Implementing Common Calculations In Power Query

When I first saw Data Explorer (as Power Query used to be called), I immediately started thinking of it as a self-service ETL tool; indeed, it’s how Microsoft itself is positioning it. However I suspect that a lot of Power Query users might also want to use it for building reports too: it could be that they find DAX too difficult, and if all they need is a simple table-based report they might not want to bother with using Power Pivot at all.

If that happens then it’s going to be important to be able implement common business calculations in Power Query… hence this blog post. I’ll also admit that I wanted to know how easy it is to write these calculations – because if it isn’t easy, or if it isn’t easier than DAX or the equivalent Excel formulas, then no-one will bother doing it. So let’s look at some examples.

Simple Percentage Share

Take the following table in Excel as a starting point:

image

Now let’s imagine that we want to find the percentage that each fruit makes up of the grand total (ie 10+15+24=49). The way to calculate the percentage is quite easy: you need to find the grand total, then divide the sales for each fruit by the grand total. Finding the grand total requires some code though – you might think you could do it easily in the UI using the Group By functionality, but that does not allow you to sum up all the values in a column and not group by anything! (I hope this gets fixed soon). Luckily the code is quite easy: you use Table.Column() to convert the Sales column into a List, then use List.Sum() to sum up all the values in that List. Finally, you insert a new custom column to the original table and calculate the percentage. Here’s the code:

let

    Source = Excel.CurrentWorkbook(){[Name="Table1"]}[Content],

    Sales = Table.Column(Source, "Sales"),

    GrandTotal = List.Sum(Sales),

    TableWithShare = Table.AddColumn(Source, "Share", each [Sales]/GrandTotal)

Dataset records.
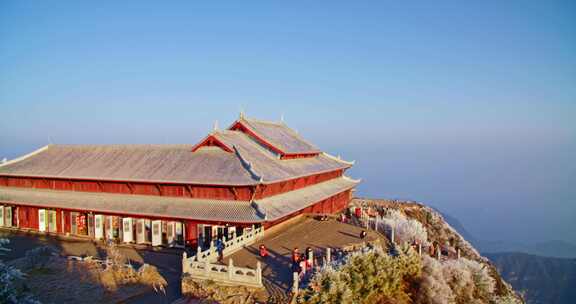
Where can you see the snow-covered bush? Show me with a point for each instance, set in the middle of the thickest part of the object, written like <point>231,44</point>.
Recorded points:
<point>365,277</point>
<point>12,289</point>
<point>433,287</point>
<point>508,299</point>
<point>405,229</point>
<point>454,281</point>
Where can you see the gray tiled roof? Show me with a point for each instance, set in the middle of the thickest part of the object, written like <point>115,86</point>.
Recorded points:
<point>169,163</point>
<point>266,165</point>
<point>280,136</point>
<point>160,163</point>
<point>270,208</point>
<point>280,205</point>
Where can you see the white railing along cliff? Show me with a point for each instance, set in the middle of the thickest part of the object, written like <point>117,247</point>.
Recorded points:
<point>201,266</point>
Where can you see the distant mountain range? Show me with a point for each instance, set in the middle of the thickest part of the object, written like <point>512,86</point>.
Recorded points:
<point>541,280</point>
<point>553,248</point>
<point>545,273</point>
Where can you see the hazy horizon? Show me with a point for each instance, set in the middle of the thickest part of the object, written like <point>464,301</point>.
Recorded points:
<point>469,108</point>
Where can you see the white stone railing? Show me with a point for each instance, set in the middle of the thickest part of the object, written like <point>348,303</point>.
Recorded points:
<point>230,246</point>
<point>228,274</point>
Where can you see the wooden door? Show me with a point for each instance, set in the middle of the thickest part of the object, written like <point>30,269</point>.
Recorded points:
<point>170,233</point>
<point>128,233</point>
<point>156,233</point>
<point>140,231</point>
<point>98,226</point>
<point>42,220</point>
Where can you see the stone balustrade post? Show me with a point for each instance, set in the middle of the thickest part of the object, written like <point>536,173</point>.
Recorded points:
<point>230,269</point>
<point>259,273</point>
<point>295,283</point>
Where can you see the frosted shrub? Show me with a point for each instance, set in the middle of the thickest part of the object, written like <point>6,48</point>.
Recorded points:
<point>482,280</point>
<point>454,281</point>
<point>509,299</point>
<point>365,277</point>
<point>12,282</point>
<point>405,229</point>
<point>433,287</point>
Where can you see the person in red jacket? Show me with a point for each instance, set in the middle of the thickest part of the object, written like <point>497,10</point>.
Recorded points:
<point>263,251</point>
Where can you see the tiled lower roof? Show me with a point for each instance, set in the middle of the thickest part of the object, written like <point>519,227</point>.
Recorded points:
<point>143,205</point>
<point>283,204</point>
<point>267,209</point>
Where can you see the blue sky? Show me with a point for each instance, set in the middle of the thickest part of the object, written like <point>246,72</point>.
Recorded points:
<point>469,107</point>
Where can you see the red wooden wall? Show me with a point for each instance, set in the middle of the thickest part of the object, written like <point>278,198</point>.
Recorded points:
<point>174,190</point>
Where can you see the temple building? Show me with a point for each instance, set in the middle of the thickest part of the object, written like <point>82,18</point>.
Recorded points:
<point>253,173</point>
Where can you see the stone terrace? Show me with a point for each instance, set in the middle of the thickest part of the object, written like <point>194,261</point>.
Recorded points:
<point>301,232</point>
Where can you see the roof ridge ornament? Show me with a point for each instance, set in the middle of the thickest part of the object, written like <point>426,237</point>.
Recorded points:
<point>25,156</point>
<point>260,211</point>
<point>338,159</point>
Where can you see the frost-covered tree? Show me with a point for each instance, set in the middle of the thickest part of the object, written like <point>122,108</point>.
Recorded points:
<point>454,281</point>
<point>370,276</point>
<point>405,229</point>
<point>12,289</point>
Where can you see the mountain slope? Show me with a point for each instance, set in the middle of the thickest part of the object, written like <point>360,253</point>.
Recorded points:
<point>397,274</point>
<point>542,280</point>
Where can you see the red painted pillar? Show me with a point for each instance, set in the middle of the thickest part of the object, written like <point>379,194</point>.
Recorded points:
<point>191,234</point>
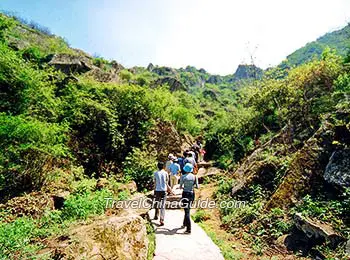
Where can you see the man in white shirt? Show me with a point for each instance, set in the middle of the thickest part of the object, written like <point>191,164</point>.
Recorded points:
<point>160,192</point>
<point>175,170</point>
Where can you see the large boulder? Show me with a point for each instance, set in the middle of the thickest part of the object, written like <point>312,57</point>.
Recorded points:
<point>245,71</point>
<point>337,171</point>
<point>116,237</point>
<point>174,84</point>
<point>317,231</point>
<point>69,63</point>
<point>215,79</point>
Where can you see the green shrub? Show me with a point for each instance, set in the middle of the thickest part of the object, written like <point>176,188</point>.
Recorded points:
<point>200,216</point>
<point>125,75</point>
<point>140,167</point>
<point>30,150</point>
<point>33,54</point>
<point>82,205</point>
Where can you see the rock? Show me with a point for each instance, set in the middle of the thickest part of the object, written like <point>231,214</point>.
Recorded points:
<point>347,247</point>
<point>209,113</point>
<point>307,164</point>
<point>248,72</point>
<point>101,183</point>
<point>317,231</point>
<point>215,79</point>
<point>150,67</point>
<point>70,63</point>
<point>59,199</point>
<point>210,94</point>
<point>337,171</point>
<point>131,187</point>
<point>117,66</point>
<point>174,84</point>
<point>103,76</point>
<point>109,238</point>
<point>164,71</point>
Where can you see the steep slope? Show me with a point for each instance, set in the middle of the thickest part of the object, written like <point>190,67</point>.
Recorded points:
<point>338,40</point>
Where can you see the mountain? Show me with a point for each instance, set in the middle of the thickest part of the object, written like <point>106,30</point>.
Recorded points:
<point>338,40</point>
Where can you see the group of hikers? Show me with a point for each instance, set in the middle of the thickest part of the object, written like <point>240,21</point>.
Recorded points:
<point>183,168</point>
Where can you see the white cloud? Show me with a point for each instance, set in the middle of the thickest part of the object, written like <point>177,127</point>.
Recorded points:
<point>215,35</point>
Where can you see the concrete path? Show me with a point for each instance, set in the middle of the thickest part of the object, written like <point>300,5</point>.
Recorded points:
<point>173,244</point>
---
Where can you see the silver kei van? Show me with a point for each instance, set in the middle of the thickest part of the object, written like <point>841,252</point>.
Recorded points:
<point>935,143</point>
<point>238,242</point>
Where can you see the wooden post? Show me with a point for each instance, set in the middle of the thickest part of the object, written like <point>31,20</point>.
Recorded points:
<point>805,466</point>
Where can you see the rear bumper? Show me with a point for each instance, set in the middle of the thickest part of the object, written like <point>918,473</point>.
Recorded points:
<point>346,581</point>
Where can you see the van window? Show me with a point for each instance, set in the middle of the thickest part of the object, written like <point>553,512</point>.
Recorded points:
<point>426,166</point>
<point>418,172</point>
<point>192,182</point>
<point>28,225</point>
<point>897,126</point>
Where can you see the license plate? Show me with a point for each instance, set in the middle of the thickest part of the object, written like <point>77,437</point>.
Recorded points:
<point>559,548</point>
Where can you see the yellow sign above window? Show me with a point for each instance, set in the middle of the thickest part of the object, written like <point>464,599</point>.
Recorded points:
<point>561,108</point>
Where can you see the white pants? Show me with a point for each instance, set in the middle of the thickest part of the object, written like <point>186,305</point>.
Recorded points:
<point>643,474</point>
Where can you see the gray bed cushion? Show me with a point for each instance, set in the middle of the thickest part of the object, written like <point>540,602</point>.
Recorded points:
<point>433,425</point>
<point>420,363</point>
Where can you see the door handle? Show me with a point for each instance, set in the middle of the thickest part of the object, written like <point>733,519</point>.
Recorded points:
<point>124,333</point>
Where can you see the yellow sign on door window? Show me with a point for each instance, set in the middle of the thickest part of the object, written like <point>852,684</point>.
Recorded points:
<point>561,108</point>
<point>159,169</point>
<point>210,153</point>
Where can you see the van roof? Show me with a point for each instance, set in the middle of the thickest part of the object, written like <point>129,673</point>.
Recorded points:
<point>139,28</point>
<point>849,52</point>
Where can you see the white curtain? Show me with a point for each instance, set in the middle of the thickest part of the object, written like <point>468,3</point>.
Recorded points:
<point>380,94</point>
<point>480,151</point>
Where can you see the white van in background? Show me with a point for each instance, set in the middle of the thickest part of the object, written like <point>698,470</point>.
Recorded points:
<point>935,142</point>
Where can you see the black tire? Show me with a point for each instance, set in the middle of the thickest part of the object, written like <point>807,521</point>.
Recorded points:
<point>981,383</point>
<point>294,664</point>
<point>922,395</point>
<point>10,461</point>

Objectives.
1. Name each Power Query function called in the percentage-share code of the Power Query calculations post.
2. Pick up the Power Query calculations post at the point where it stops, and keep writing it.

Task answers.
1. Excel.CurrentWorkbook, Table.Column, List.Sum, Table.AddColumn

2.
in

    TableWithShare

image

It would also be nice if I could get the table that Power Query outputs to remember the number formatting I apply to it after it refreshes… again, I hope this gets fixed.

Nested Share

A more complex example of a Share calculation might be where we need a share of a subtotal. Consider the following table:

image

In this case, let’s say we need to show each Fruit’s sales as a percentage of the total sales of its Category. This time we can use the Group By functionality to get a table containing the subtotals very easily. Next, we can join our subtotal table with the original table using Table.Join() so we have the subtotals on each row. Finally, we can do the share calculation and remove the subtotal column again. Here’s the code:

let

    Source = Excel.CurrentWorkbook(){[Name="Table4"]}[Content],

    Subtotals = Table.Group(Source, {"Category"}, {{"Category Sales", 

        each List.Sum([Sales]), type number}}),

    JoinTables = Table.Join(Source, "Category", Subtotals, "Category"),

    InsertedCustom = Table.AddColumn(JoinTables, "Share", each [Sales]/[Category Sales]),

    RemovedColumns = Table.RemoveColumns(InsertedCustom,{"Category Sales"})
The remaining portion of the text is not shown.